Knife Song (Charging Ritual)
10 minor charges
Can only be performed inside a room with stone walls and a single blue and white curtain or tapestry. The room must also hold: one bear, one snake, one dying person with a condition that would cause them to die within three months without surgery, and one parent of that dying person (a step-parent, adoptive parent, biological parent, or legal guardian also works, it turns out.) Smear your hands with serpent fat (wearing no gloves) and perform life-saving surgery on the dying person, while the parent sings a song praising the virtues of the dying patient (it doesn’t have to be good or original.) The surgery must also use a specified style of cutting and a bronze knife. (Because of these awkward conditions and restrictions, you get a -20% shift to your Surgery roll to perform the surgery.) If the patient survives, you gain a significant charge.

Significant Rituals

When Chirurgeomancy had significant formulas, an adept could animate the dead, surgically remove sins and curses, kill murderers, create living bodies out of ideas and personality traits, and create man-animal hybrid monstrosities. Now they’re left with a few rituals.

Animate the Dead
1 significant charge
Tie a stick of oak to each thighbone of a corpse in any state of decay or preservation. The corpse will move under your command. You must give each command very specifically, describing what body parts to move and how far – you couldn’t just tell a body to walk, for instance. Also, you must give the commands in Latin, and make a Charm roll (or similar) to convince the body to take each motion. If you fail a Charm roll, you can continue trying to give commands, still making a Charm roll for each, this time in Greek. Once you fail a Charm roll in Greek, you can’t animate that corpse ever again.

Goatbelly
2 significant charges
Implant a goat’s fresh stomach in someone’s digestive tract, right above the normal stomach. This causes 20 damage and requires a Surgery roll. You also need to wear a leather hat while you perform the surgery.

# # # # #

→ PROBLEM 1:
Extract, word for word, the part of the Chirurgeomancy rituals text that opens with the words containing "When Chirurgeomancy had" and closes with "a few rituals.".
→ PROBLEM 2:
Write what comes next in the Chirurgeomancy rituals text, starting right after its last sentence.
The listing that follows is separate material and has no connection to the Chirurgeomancy rituals text.

# # # # #

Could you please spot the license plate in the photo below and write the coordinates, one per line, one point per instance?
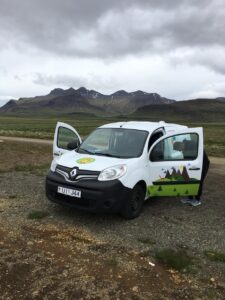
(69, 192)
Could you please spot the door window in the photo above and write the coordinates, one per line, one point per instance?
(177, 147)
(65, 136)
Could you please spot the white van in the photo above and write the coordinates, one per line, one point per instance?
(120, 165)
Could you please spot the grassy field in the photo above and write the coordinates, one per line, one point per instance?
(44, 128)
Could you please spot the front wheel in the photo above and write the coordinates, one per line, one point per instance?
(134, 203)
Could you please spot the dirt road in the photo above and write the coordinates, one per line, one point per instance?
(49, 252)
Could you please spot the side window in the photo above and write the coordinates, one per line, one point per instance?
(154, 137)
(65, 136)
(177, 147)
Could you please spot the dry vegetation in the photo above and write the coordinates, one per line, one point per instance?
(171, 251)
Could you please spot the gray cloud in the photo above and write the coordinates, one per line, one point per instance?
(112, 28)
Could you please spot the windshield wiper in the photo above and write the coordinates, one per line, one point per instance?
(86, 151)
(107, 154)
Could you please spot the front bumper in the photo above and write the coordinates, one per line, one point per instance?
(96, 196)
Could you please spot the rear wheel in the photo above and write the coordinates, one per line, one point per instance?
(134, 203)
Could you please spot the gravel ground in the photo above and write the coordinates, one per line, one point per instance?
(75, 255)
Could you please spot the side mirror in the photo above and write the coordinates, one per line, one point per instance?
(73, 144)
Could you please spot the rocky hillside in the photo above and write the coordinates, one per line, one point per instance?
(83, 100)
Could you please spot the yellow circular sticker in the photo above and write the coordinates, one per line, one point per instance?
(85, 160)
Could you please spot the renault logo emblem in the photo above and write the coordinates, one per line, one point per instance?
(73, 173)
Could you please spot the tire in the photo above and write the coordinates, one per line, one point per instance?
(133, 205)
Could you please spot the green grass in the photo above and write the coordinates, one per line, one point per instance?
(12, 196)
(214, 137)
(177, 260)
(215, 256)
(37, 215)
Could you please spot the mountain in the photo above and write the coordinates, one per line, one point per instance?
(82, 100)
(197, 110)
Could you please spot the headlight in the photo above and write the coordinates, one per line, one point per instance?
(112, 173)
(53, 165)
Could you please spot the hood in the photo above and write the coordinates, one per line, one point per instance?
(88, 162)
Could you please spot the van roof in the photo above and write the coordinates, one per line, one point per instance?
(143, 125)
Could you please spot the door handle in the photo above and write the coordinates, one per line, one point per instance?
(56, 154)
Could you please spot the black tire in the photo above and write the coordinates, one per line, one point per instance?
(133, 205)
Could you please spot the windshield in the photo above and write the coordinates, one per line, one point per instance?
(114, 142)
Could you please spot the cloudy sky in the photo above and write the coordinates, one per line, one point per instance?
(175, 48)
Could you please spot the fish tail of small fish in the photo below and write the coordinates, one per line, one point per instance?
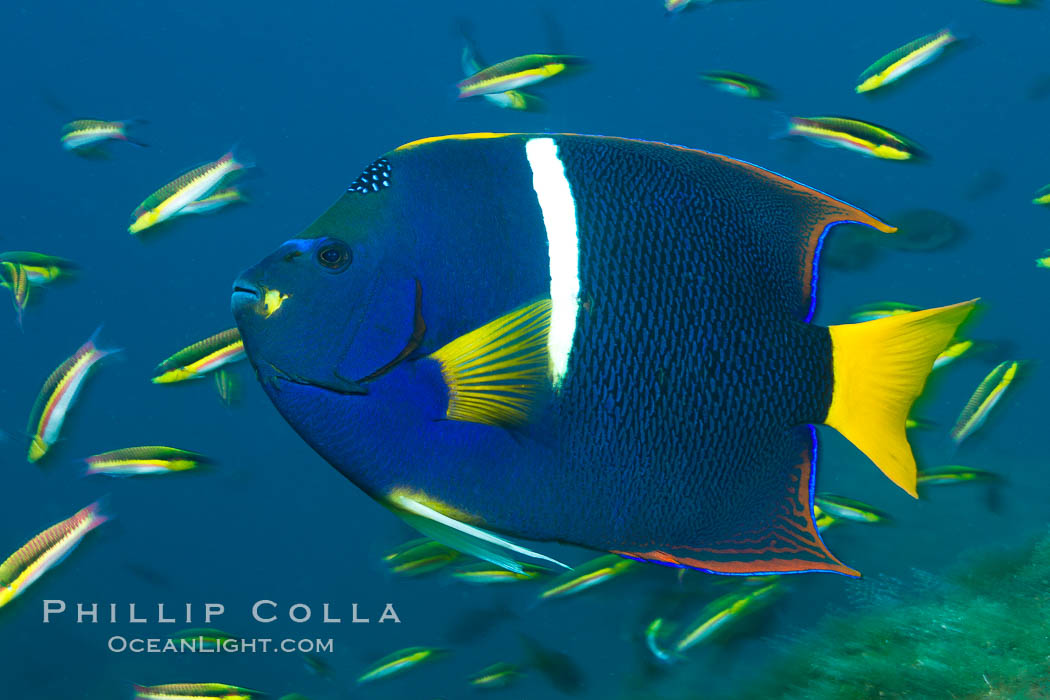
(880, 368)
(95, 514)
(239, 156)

# # # # #

→ OUTPUT 1:
When Chirurgeomancy had significant formulas, an adept could animate the dead, surgically remove sins and curses, kill murderers, create living bodies out of ideas and personality traits, and create man-animal hybrid monstrosities. Now they’re left with a few rituals.

→ OUTPUT 2:
The ritual magically assures that the subject’s immune system won’t reject the foreign matter. The subject will be able to eat anything safely: poisons, diseases, sharp things, very hot things, anything that’s small enough to go down the throat or soft enough to chew. The goat stomach processes it into digestible food. However, under the stomach is removed (which requires another Surgeyr roll and causes another 20 damage), the surgery wounds won’t heal and the subject will need to make a Body roll every week to avoid infections.

4 thoughts on “Chirurgeomancy

  1. TedPro says:

    Wasn’t sure whether to post in rituals or adepts, but posted in adepts because I posted two other adept schools today and they all share a theme (pain and violence).

    Saw a lovely school that was starting to decay recently. Thought it’d be cool to try a school that had completely decayed.

    Extrapolated from a big of scientific history (the former forbidden nature of surgery) to a symbolic tension that no longer make sense, and so a school that’s now just a few rituals.

    I had fun imagining how formulas and charging schemes became harder and harder to use, and required more and more ritual elements.

    Reply
  2. Asarelah says:

    Hmm. Interesting. Perhaps it could be viewed as an offshoot or subschool of Epideromancy? Also, isn’t there still a degree of symbolic tension in the idea of cutting someone open (doing them an injury) in order to heal them?

    Reply
  3. Zompire says:

    I doubt the Tension would be enough to form any more than Minor school anymore, even if that Ive been toying with writeing up a dead school as well maybe i’ll do it now

    Reply
  4. Requiem_Jeer says:

    Only thing I have to say is that the Knife Song ritual would probably do well to have it’s charge cost lowered to 6 or so.